Exercise objective: Reproduce word for word the passage in the excerpt below on burning HHO gas with bituminous coal, from "Flue gas composition" up to and including "the full-scale range.".

Excerpt provided:
────────

Flue gas composition (O2, CO, CO2, NOX, SO2, H2O) was continuously measured at the baghouse dust collector inlet (Point D, Figure 1) using a Fourier transform infrared (FTIR) analyzer (Gasmet DX4000, Vantaa, Finland). The analyzer, zero-calibrated with high-purity nitrogen before each test, operates in a spectral range of 900–4200 cm−1 with a configurable sampling interval (1 s to 5 min). Its detection limit for most species is <1 ppm, with an expanded uncertainty of 3% of the full-scale range.
Fly ash was sampled from three locations: the furnace chamber hopper (I), cyclone separator (II), and baghouse dust collector (III). The collected ash was analyzed for unburned carbon content and ash melting point. Furthermore, its mineralogical phase composition, chemical components, and morphology were examined using X-ray diffraction (XRD; Rigaku SmartLab SE, Tokyo, Japan), X-ray fluorescence (XRF; Thermo Scientific ARL Perform’x, Guangzhou, China), and scanning electron microscopy (SEM; SU-70, Hitachi, Tokyo, Japan). XRD provided high-resolution, non-destructive phase analysis. SEM allowed for imaging at magnifications from 20× to 800,000× and qualitative to quantitative elemental analysis.
Potential uncertainties from instrumental, operational, and human factors were considered. The overall experimental uncertainty was estimated following the Kline–McClintock method to ensure measurement reliability [31].

3. Results and Discussion

3.1. Effect of Co-Combustion on Ignition Position and Furnace Temperature

Figure 4 illustrates the flame images in the furnace, the pixel-wise mean image reconstructed from a 60 s video sequence and the associated vertical profiles of row-averaged pixel intensity during the co-combustion of HHO gas with bituminous coal in premixed (a–e) and staged (f–j) modes. In the premixed mode, a progressive increase in HHO gas flow rate shifts the entire flame front upstream, causing the peak of the mean-intensity profile to move closer to the nozzle. This signifies a marked reduction in ignition delay. At an HHO gas flow rate of 800 L/h, the ignition position moves above the observation window. In the staged mode, variations in HHO gas flow rate exerts a negligible influence on the flame-root position; the flame remained anchors slightly below the observation window. Although the peak position remains nearly unchanged, the overall heat-release rate increases monotonically with HHO gas flow. Overall, at any given HHO gas flow rate, the premixed configuration delivers a stronger enhancement; for example, the benefit obtained at 600 L/h in the premixed mode is equivalent to that at 1400 L/h in the staged mode.
Figure 4. Changes in ignition position during the co-combustion of HHO gas and bituminous coal. (ae) Premixed mode, and (fj) staged mode.

────────

Dataset:
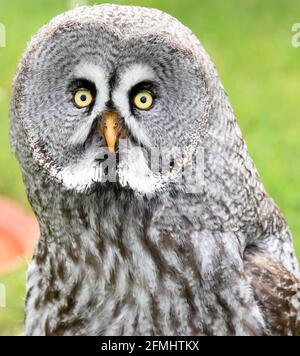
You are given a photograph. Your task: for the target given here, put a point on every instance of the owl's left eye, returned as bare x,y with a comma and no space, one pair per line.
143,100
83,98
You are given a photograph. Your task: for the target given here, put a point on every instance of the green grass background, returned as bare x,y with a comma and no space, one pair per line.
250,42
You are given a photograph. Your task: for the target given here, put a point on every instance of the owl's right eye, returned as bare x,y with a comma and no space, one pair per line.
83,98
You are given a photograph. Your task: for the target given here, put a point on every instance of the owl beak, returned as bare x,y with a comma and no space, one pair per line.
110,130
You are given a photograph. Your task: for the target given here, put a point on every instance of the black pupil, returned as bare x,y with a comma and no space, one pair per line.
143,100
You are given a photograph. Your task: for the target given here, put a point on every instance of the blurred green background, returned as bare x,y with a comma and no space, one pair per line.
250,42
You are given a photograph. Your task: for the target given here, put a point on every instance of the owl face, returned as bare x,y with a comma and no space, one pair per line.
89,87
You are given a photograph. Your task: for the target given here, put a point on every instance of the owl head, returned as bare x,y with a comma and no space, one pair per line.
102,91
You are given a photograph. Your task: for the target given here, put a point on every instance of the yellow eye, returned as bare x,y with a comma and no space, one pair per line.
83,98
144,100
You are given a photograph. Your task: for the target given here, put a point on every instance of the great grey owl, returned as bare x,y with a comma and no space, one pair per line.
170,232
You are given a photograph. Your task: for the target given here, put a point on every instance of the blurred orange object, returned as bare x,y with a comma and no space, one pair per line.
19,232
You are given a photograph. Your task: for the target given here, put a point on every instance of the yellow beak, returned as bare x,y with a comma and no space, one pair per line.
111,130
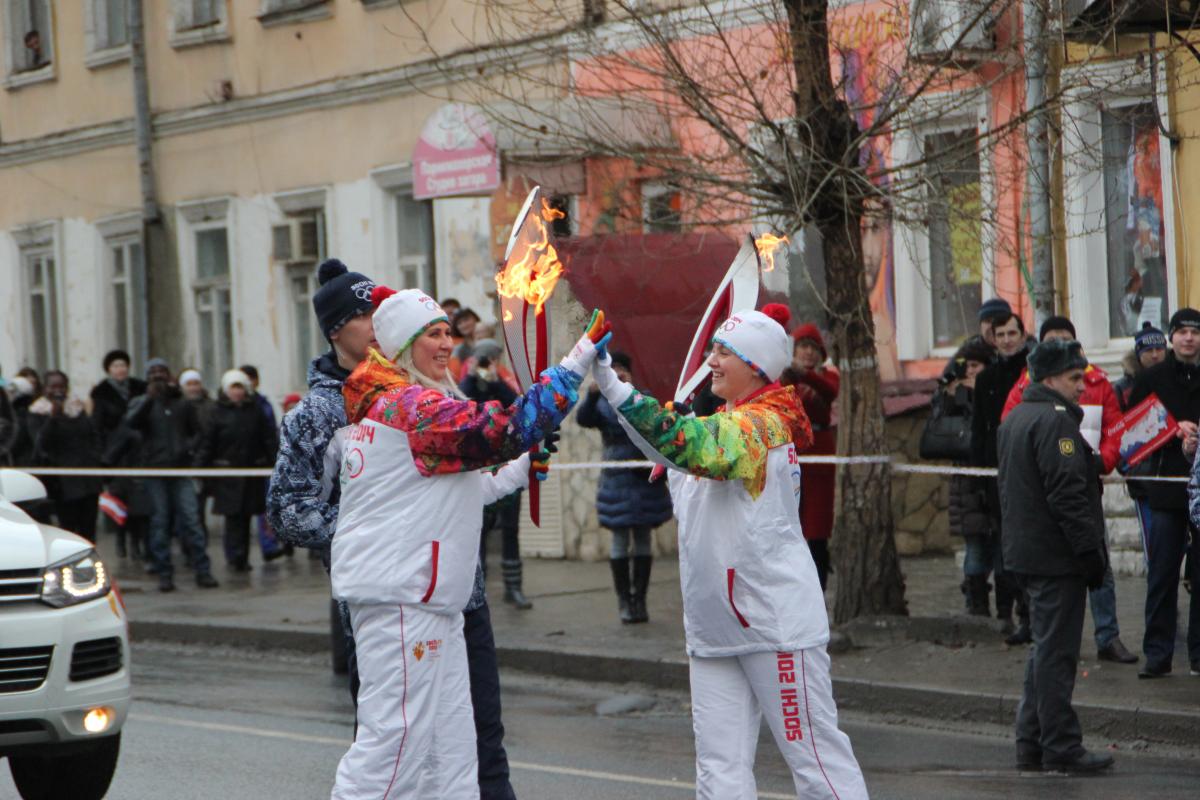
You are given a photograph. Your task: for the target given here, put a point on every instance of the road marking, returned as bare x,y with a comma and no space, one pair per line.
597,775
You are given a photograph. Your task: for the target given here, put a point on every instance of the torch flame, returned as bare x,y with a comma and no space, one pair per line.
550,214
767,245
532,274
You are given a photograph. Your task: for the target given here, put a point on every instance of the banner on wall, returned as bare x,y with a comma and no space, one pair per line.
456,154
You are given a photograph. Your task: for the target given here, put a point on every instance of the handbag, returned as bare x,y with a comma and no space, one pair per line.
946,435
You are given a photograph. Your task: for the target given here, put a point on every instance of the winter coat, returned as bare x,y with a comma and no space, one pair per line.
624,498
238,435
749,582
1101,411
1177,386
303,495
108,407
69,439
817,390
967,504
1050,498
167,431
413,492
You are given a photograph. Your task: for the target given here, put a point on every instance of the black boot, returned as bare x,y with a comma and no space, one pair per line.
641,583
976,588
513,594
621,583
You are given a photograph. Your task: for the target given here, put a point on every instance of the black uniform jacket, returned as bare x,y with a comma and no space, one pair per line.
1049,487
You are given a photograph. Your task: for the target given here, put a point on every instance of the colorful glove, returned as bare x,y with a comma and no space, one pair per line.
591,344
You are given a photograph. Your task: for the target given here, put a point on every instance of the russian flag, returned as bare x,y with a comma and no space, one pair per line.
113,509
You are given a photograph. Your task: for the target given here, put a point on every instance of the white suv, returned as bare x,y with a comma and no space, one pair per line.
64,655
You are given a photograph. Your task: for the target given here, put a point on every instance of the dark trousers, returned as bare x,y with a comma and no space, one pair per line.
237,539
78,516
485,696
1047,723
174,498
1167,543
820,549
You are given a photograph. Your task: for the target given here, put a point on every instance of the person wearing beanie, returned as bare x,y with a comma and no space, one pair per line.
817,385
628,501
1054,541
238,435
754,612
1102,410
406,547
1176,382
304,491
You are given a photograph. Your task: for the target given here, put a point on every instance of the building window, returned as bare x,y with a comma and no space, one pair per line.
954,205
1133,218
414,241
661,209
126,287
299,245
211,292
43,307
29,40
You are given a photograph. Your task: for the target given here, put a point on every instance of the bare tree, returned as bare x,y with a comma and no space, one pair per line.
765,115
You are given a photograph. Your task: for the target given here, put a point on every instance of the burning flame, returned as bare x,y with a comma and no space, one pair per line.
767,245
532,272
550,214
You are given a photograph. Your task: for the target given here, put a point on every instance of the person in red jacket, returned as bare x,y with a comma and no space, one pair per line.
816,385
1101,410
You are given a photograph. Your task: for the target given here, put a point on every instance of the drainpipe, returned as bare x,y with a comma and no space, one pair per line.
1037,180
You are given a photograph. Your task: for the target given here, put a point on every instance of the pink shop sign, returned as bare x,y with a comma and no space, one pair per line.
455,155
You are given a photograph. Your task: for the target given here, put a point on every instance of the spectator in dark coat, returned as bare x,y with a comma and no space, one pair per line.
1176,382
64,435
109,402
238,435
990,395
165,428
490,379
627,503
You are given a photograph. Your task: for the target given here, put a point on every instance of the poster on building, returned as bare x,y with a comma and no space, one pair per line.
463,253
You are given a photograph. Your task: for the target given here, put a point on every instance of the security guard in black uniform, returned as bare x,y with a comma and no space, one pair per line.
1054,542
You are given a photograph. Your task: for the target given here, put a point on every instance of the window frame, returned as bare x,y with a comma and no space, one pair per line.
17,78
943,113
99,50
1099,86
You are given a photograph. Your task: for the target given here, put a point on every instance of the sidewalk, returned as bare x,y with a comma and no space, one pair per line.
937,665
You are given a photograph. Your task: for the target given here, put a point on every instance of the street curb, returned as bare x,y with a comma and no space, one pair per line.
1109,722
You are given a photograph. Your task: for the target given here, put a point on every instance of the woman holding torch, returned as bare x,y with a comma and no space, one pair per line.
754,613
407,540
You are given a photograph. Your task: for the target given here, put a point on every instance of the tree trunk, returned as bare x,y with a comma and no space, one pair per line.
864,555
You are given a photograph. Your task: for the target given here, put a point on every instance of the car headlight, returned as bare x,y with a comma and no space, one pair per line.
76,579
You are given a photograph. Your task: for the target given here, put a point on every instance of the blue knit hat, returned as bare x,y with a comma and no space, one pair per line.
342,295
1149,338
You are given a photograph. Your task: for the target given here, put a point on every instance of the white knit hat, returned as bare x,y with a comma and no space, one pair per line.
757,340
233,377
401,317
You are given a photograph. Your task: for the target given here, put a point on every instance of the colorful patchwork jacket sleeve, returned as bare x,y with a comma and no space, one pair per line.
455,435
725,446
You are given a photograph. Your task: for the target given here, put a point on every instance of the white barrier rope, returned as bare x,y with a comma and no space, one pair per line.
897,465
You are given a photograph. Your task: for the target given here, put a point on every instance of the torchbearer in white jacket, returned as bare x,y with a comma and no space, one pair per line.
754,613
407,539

────────

The completed task:
Flue gas composition (O2, CO, CO2, NOX, SO2, H2O) was continuously measured at the baghouse dust collector inlet (Point D, Figure 1) using a Fourier transform infrared (FTIR) analyzer (Gasmet DX4000, Vantaa, Finland). The analyzer, zero-calibrated with high-purity nitrogen before each test, operates in a spectral range of 900–4200 cm−1 with a configurable sampling interval (1 s to 5 min). Its detection limit for most species is <1 ppm, with an expanded uncertainty of 3% of the full-scale range.